2009-12-08 11:35:57 | 会津藩のこと
重要文化財『泰西王侯騎馬図』は、4曲一双で2双ある。
全部で等身大の騎馬が8人描かれている見事な屏風絵だ。
1双は神戸市立博物館(南蛮美術館)にあり、一双はずっと
行くへ不明だった。それが私の子供の頃、サントリー美術館に
現れた。「所有者の名を明かさない」という条件でサントリーが
買いとり、美術館に展示された。いわくありげな登場だ。

私は叔父の牧原源一郎から「この絵は、(東京目黒の)私の家で
預かっていたものだ。『 (太平洋)戦争で疎開させる』とトラックが
来て、いずれかへ持ち去られた」と聞いたことがある。

最近になって、「源一郎氏の長女美智子(私の従兄姉)の嫁ぎ先
高瀬喜左衛門氏宅で預かっていた」と知った。美智子さんが
嫁ぐ前のことだから、高瀬家と牧原家は付き合いがなかった。
それで叔父は、どこへ運ばれたのか知らなかったのだろうか。

高瀬喜左衛門氏は、京都帝大の物理学科を出、会津では漆器の
老舗「白木屋」の社長。推されて会津若松市長になった。江戸
時代以来の豪商の家で、明治以降も会津の復興に尽力してきた。

抽出データ –

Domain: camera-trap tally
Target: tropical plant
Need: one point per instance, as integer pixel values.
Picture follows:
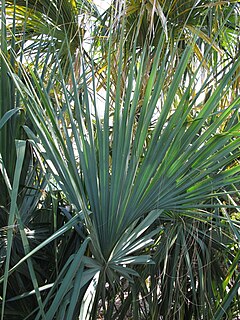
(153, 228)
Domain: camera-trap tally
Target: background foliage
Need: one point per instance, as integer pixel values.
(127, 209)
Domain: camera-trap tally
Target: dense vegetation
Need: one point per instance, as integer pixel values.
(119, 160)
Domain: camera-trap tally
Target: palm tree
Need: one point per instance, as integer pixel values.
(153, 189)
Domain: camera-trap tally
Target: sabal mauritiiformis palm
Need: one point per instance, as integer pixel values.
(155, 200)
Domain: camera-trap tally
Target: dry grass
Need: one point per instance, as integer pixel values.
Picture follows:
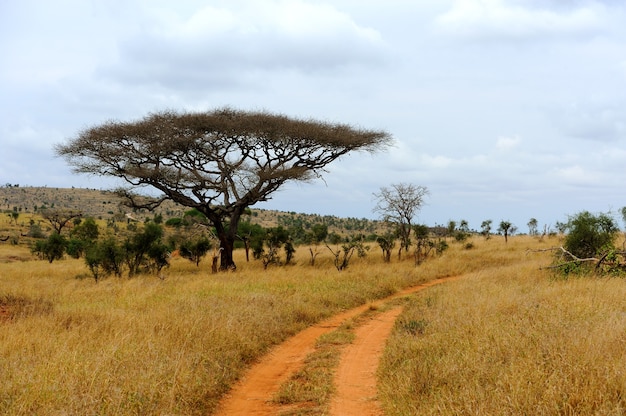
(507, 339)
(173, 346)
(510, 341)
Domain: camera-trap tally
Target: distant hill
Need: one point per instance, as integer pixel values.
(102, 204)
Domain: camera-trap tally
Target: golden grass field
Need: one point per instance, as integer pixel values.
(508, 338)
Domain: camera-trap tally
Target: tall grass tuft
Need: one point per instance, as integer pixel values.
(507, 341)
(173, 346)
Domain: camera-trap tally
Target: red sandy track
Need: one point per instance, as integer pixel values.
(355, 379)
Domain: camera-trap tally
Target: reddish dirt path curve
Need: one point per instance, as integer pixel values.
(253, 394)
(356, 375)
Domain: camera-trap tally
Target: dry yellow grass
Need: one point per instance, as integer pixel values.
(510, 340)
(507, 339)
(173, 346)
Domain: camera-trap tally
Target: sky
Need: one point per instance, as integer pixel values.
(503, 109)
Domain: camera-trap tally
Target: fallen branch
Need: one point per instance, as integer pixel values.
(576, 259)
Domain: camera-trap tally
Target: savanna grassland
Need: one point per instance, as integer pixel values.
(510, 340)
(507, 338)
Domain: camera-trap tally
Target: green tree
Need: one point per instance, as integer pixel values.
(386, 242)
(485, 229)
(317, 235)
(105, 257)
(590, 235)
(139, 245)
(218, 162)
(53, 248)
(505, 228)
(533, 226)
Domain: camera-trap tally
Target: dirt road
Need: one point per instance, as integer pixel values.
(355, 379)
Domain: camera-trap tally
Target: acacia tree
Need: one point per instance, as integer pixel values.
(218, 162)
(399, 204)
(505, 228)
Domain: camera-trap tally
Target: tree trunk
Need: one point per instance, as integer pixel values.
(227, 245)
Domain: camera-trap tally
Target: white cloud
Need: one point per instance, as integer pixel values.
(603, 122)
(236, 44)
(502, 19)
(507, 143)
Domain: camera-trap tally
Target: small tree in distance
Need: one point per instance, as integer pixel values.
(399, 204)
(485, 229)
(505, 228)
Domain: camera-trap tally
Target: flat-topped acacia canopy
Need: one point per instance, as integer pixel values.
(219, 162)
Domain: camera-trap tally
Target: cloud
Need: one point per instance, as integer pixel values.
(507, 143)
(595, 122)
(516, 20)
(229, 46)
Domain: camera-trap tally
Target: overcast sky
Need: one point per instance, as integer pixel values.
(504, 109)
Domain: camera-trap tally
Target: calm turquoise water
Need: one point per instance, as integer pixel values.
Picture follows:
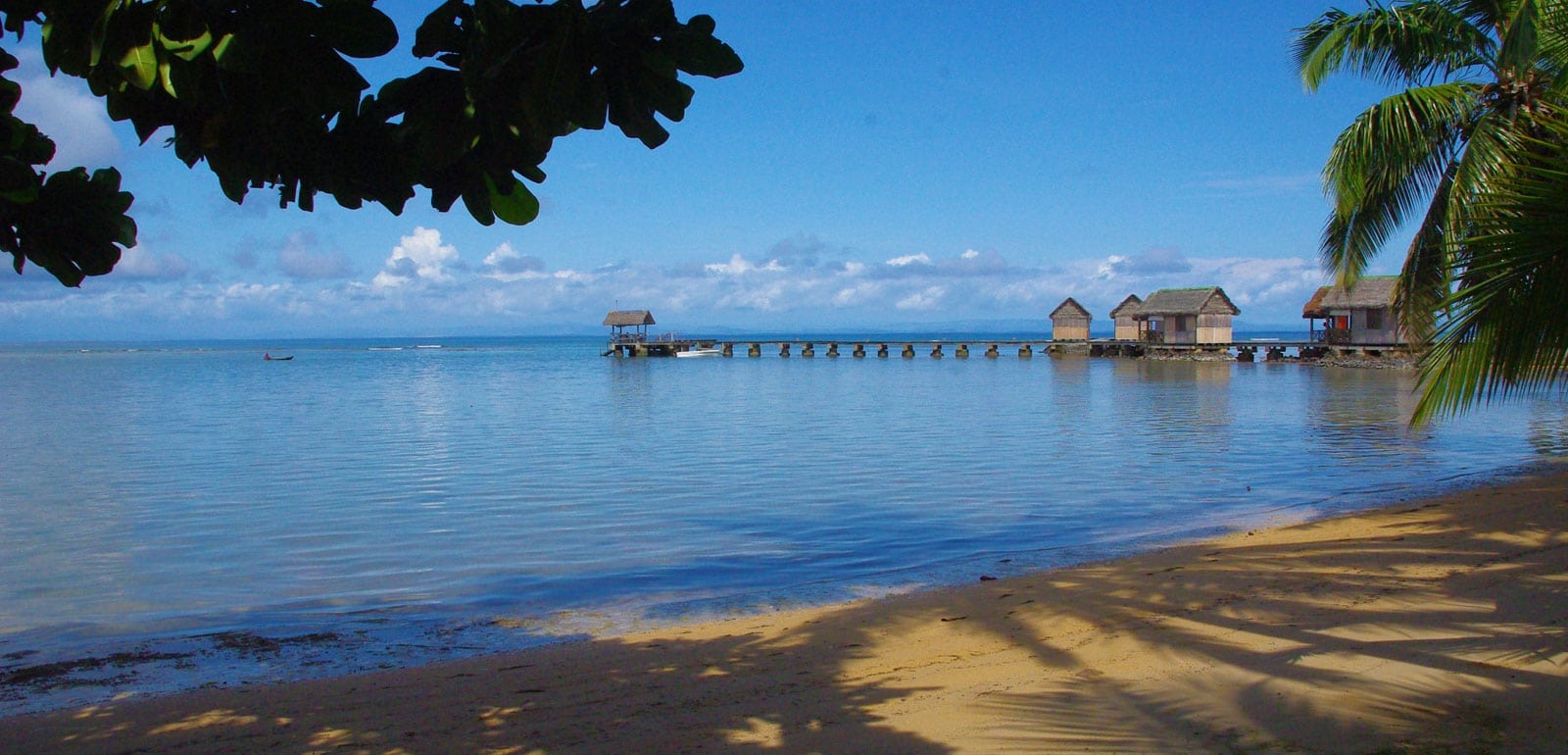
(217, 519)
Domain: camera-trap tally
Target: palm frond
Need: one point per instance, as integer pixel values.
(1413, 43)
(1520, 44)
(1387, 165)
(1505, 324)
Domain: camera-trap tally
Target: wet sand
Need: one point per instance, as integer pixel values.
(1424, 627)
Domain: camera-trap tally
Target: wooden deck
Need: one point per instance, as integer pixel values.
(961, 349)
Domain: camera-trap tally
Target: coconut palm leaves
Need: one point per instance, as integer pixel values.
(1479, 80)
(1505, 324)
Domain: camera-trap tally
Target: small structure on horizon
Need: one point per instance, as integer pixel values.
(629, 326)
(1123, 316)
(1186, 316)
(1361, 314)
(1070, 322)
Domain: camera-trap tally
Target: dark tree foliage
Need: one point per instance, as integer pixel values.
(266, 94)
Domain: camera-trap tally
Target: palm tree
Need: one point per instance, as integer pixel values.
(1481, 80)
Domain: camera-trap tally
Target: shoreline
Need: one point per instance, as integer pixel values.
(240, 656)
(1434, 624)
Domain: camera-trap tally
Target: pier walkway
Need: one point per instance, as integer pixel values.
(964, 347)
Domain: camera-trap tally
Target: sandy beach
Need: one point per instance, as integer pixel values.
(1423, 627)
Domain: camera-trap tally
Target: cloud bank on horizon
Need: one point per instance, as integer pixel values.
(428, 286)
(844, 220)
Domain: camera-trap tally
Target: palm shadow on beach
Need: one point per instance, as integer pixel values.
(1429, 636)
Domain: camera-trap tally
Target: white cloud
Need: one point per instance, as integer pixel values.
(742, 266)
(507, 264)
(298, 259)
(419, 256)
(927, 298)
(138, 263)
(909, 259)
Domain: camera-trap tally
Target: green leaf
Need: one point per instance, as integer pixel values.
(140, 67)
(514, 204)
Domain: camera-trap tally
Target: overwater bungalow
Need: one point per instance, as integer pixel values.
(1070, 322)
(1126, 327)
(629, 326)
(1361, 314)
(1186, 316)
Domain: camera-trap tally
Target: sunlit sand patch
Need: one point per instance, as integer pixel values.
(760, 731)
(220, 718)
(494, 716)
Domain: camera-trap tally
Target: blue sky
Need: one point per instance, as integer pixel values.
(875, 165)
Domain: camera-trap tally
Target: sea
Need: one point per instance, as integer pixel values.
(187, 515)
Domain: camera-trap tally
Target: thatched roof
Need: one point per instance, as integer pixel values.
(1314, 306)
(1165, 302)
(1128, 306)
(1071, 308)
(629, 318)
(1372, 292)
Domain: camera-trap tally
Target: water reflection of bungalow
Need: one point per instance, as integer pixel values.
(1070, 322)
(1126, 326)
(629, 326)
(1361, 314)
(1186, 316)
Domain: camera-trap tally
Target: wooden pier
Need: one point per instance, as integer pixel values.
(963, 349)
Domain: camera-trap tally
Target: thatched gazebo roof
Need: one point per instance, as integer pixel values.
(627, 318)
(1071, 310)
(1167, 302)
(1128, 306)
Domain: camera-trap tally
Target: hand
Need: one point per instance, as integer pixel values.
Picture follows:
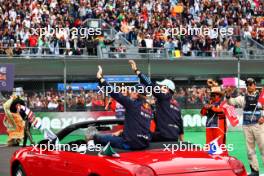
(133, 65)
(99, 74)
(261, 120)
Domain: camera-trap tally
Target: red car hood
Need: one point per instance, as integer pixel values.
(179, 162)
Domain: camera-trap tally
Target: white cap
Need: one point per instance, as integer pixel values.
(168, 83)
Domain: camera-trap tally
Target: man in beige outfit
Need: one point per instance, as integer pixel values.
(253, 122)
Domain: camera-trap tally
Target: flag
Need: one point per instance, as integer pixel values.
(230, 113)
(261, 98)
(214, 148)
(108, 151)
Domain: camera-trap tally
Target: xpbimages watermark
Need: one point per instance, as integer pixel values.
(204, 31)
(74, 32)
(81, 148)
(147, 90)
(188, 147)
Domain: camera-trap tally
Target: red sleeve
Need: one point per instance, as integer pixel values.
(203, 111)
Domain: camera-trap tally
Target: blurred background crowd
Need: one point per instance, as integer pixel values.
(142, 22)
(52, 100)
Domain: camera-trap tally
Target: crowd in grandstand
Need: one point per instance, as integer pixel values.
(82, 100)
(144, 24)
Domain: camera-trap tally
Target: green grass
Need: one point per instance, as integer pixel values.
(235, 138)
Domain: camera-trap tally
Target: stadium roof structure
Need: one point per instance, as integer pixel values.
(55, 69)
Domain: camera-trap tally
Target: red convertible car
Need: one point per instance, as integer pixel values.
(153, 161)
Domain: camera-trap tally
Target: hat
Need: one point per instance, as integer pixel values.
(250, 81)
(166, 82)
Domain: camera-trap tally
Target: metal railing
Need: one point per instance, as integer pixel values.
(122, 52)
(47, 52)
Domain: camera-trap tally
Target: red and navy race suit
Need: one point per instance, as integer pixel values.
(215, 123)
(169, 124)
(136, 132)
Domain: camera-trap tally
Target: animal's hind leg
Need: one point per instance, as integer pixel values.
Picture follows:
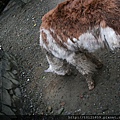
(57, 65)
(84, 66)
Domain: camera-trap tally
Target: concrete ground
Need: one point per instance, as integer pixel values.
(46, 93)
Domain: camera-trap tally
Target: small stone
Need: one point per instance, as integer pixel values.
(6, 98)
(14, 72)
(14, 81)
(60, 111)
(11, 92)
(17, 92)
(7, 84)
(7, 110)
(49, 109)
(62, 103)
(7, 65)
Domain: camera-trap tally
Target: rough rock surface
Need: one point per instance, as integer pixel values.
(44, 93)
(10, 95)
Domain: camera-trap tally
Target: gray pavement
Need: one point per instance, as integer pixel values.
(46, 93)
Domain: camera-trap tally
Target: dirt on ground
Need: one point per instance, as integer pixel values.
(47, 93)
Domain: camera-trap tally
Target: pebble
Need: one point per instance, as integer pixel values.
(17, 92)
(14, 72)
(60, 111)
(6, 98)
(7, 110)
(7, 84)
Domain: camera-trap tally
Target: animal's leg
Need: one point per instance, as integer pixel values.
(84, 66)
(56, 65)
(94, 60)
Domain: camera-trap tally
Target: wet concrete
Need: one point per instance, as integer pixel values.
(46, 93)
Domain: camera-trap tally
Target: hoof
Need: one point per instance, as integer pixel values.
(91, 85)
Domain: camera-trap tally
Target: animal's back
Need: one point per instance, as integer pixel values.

練習問題 A – 『泰西王侯騎馬図』についての文章を「全部で等身大の騎馬が8人描かれている見事な屏風絵だ。」から「来て、いずれかへ持ち去られた」と聞いたことがある。」まで書き写し、「トラック」を「車」に変えてください。
練習問題 B – 『泰西王侯騎馬図』と高瀬家をめぐる文章を、最後の文の後から書き継いでください。

解答 A –
全部で等身大の騎馬が8人描かれている見事な屏風絵だ。
1双は神戸市立博物館(南蛮美術館)にあり、一双はずっと
行くへ不明だった。それが私の子供の頃、サントリー美術館に
現れた。「所有者の名を明かさない」という条件でサントリーが
買いとり、美術館に展示された。いわくありげな登場だ。

私は叔父の牧原源一郎から「この絵は、(東京目黒の)私の家で
預かっていたものだ。『 (太平洋)戦争で疎開させる』と車が
来て、いずれかへ持ち去られた」と聞いたことがある。

解答 B –
そしてその後「絵」は・・・・? みな口を閉じて話したがらない。
私の父に聞くと「殿様も戦後は生活苦労されてたからな・・・・」。
そしてすぐ「他言無用」と。私がこの絵についてさらに調べよう
とすると「やめろ」と叱られた。

長らくこの絵は、「会津落城とともに、分捕り品として持ち去られた」
と、いかに薩長が横暴で、暴行と略奪の賊だったかを喧伝するネタと
されてきた。前原一誠は「略奪者」との悪いイメージを持たれていたのだ。
それが最近になって、「前原一誠は会津を救った恩人だった」と、
評価が180度変わってきたのである。

歴史というのは、時間の経過とともに明らかになってくるもので
ある。まこと怖いものである。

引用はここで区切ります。